*Exercise prompt*.
Format every one of the entries that follow as a numbered list, leaving out any blank lines.

╔══

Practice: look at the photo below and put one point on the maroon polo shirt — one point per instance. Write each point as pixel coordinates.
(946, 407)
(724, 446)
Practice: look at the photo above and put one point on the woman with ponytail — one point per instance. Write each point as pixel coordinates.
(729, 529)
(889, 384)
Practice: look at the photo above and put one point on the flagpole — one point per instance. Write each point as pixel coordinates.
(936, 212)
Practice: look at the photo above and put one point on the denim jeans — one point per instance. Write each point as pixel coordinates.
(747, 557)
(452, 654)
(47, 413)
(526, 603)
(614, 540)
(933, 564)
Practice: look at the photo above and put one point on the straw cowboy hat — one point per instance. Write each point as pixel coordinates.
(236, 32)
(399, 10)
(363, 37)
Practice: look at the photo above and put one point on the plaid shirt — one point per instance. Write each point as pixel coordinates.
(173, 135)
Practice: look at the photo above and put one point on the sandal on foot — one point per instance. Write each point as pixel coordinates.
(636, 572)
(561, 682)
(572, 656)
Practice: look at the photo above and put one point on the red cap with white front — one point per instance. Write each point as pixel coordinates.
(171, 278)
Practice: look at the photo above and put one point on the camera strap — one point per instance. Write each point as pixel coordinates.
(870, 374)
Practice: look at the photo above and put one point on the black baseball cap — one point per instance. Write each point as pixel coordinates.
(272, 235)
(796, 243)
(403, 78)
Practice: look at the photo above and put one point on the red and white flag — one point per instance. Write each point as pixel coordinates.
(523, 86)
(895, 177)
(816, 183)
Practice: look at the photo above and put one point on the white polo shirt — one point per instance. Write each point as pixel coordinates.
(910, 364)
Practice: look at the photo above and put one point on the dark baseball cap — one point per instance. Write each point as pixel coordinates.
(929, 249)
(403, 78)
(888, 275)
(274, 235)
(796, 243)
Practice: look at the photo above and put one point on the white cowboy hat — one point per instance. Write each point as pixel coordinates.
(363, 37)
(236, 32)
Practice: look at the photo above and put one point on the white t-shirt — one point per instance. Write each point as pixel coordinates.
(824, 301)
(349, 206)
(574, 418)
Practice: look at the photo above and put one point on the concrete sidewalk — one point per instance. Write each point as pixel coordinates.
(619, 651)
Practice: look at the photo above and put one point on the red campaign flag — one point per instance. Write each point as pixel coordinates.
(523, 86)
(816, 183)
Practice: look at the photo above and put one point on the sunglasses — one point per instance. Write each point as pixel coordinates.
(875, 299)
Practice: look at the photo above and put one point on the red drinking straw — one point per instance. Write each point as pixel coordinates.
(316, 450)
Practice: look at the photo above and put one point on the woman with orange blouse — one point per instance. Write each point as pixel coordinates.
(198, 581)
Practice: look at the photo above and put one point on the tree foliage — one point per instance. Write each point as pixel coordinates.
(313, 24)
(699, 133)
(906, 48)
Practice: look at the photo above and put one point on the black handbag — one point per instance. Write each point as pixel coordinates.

╚══

*Answer to the task*.
1. Practice: look at the photo below and put one point on the maroon polo shirt — one point per instance. Write each point as pixel coordinates.
2. (946, 407)
3. (724, 446)
4. Practice: look at the photo above and put one point on the woman with ponytail — one point per instance. Write each point as pixel coordinates.
5. (729, 529)
6. (889, 384)
7. Practice: look at the photo above and put one point on the flagpole — one point per instance. Write each point as pixel coordinates.
8. (936, 212)
9. Practice: look at the photo above and put one point on the denim jeans — one point per instance. Write each point as pixel coordinates.
10. (747, 557)
11. (452, 654)
12. (47, 413)
13. (526, 603)
14. (614, 540)
15. (933, 564)
16. Practice: look at the photo above and put one point on the straw cowboy hat — one point per instance. Write each point as pixel coordinates.
17. (236, 32)
18. (399, 10)
19. (363, 37)
20. Practice: look at the photo above and put one point on the plaid shirt — one point per instance. Write each point as pixel coordinates.
21. (173, 135)
22. Practice: look at the photo above and put one point on the sandal on foot — one point per instance. Write each point as pixel coordinates.
23. (636, 572)
24. (561, 682)
25. (572, 656)
26. Practice: look at the photo above and put one point on the red cap with white front — one point per instance. Write each point as pixel coordinates.
27. (171, 278)
28. Practice: look at the photo above and put one point on the camera strap — one point per instance. Write each point as pixel coordinates.
29. (870, 374)
30. Practice: look at the photo above and put one point on the black baseball cap — one point per instance. Write each point as pixel coordinates.
31. (272, 235)
32. (796, 243)
33. (403, 78)
34. Practice: look at the photo above and put one point on the red and white flag — one point per instance. Write each point as pixel coordinates.
35. (523, 86)
36. (895, 177)
37. (816, 183)
38. Practice: look at the photo above and put one point on the white polo shirt — one point per instance. Write each point as pixel coordinates.
39. (910, 364)
40. Practice: look at the photo above and put one point on the dark baseball cap — one point per instance. Write each point as pixel coordinates.
41. (929, 249)
42. (403, 78)
43. (888, 275)
44. (274, 235)
45. (796, 243)
46. Practice: look at the photo above and put one point on the white cowboy hat — one point per instance. Write each point as pixel coordinates.
47. (363, 37)
48. (236, 32)
49. Practice: look at the photo above and put one point on the white t-shirt — one point per instance. Write each point as pixel coordinates.
50. (824, 301)
51. (349, 206)
52. (574, 418)
53. Practice: look at the photo above and put one point on the concrete sidewalk — one point per instance. Write each point as pixel coordinates.
54. (619, 651)
55. Practice: look at the photo above and put one point on the red campaign flag — one point per instance. Write each point as pixel coordinates.
56. (523, 86)
57. (816, 183)
58. Practice: look at the photo above and put one point on the sunglasses — one point per instance. Write each point as pixel coordinates.
59. (875, 299)
60. Practice: look at the photo above and put one point on the red drinking straw — one point per instance. Write each point as pixel coordinates.
61. (316, 450)
62. Practice: look at the photo above and put one point on the woman with orange blouse — one point per instance. Write each point as pixel coordinates.
63. (198, 581)
64. Practice: look at the photo above and put one point on the tree foliage — one point per instance. Write each point as pixel coordinates.
65. (313, 24)
66. (699, 133)
67. (906, 48)
68. Practice: look at the photo above and put one point on the black handbag — one point per instance. Write each point as pixel coordinates.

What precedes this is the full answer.